» The tasks
- A) In the Gord Downie songs article, revise the section that begins at the words "Brad Wheeler revisits" and stops after "durable early songs.", replacing "sorrowful" with "mournful".
- B) Decide whether each statement below agrees with the Gord Downie songs article, answering yes or no and quoting the words of the article that settle it: (i) Fiddler's Green was written for Downie's young nephew. (ii) Fifty Mission Cap first appeared on the album Road Apples. (iii) Downie changed the first line of Grace, Too when the band played at Woodstock in 1999.
- C) According to the Gord Downie songs article, why would Downie introduce Fifty Mission Cap on stage as "Flag on your knapsack"? Answer in one to three sentences.

Brad Wheeler revisits the Tragically Hip hits and solo songs that defined Gord Downie's music

Wistful ballads, artsy alt-folk, rugged blues, hard-rock Canadiana and poignant conceptual songs about a First Nations boy who died in 1966: Everything Gord Downie wrote (solo or with his Tragically Hip bandmates) managed to be quintessentially and unmistakably Downie. Here are 10 essential tracks from the Canadian icon's songbook, plus one homage to a Downie hero, the poet Al Purdy.


1. Fiddler's Green, from the 1991 Tragically Hip album Road Apples: A sorrowful refrain. Written for Downie's young nephew who died of a heart ailment, the emotional ballad has proved to be one of the Hip's most durable early songs.


2. Fifty Mission Cap, from the 1992 Tragically Hip album Fully Completely: A stabbing, hard-driving rocker that ties the fate of Toronto Maple Leafs player Bill Barilko (who disappeared on a fishing trip) with the team's Stanley Cup history. The top song ever inspired by a hockey card, Fifty Mission Cap was so identifiably Canadian that Downie would introduce it on stage as "Flag on your knapsack."


3. Grace, Too, from the 1994 Tragically Hip album Day for Night: A bluesy, hazy tune is marked by Paul Langlois's countervocals and lyrics about the "secret rules of engagement." There's swaggering announcement to it: "I come from downtown, born and ready for you." As such, Downie would often change the first line from "I'm fabulously rich" to "I'm Tragically Hip," as he did at Woodstock in 1999 and on Saturday Night Live in 1995.


4. Ahead by a Century, from the 1996 Tragically Hip album Trouble at the Henhouse: "With illusions of some day casting a golden light / No dress rehearsal, this is our life." When Downie picked up the acoustic guitar, the Hip transitioned from bruise, riff and muscle to touch and finesse. Ahead by a Century marks that turn and finds the band, in song craft and execution, at the top of its game. Adolescent tree-top musings have never sounded so eloquent and important.

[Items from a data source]
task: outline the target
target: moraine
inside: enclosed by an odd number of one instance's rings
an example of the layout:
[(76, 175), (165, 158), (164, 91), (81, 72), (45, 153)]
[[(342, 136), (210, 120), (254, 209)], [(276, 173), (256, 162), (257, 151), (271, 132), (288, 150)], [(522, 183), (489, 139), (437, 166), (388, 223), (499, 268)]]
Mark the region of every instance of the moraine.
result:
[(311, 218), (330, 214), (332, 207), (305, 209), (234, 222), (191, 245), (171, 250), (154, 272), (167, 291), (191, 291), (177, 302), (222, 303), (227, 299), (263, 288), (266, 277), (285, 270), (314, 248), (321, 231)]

» Results in order
- A)
Brad Wheeler revisits the Tragically Hip hits and solo songs that defined Gord Downie's music

Wistful ballads, artsy alt-folk, rugged blues, hard-rock Canadiana and poignant conceptual songs about a First Nations boy who died in 1966: Everything Gord Downie wrote (solo or with his Tragically Hip bandmates) managed to be quintessentially and unmistakably Downie. Here are 10 essential tracks from the Canadian icon's songbook, plus one homage to a Downie hero, the poet Al Purdy.


1. Fiddler's Green, from the 1991 Tragically Hip album Road Apples: A mournful refrain. Written for Downie's young nephew who died of a heart ailment, the emotional ballad has proved to be one of the Hip's most durable early songs.

- B)
(i) Yes: "Written for Downie's young nephew who died of a heart ailment."
(ii) No: "Fifty Mission Cap, from the 1992 Tragically Hip album Fully Completely."
(iii) Yes: "as he did at Woodstock in 1999 and on Saturday Night Live in 1995."

- C) The song was so identifiably Canadian that Downie introduced it that way. It ties the fate of Toronto Maple Leafs player Bill Barilko to the team's Stanley Cup history.